Work to do:
Reproduce the records below verbatim, starting at the line that contains "compact form (225,548)." and ending at the line that contains "Target: open door", with both of those lines included.

Extracted records:
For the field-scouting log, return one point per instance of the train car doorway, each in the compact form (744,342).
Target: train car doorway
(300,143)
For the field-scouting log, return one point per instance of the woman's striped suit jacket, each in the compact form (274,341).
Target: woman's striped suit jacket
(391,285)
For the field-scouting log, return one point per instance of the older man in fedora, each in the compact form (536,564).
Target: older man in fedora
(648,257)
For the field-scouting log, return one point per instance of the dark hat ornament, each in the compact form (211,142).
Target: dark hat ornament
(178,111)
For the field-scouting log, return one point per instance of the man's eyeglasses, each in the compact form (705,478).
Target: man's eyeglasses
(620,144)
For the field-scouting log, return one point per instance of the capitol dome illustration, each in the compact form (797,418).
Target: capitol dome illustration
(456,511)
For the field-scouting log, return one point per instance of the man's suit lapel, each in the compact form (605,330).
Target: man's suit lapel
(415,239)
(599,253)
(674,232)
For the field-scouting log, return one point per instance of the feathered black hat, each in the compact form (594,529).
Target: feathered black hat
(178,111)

==

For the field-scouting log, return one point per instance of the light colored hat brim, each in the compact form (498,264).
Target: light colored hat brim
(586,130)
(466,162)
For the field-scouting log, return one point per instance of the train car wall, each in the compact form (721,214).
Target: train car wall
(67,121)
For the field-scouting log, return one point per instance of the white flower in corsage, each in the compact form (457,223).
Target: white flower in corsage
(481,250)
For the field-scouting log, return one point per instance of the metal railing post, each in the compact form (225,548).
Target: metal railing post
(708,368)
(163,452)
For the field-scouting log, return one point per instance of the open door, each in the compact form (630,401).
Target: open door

Response:
For the field-scouting log, return one point per instance of the metal railing post, each in the compact form (225,548).
Target: metal railing post
(708,368)
(163,452)
For the field-scouting log, return one point per instance of the open door, each in the compact form (630,401).
Target: open door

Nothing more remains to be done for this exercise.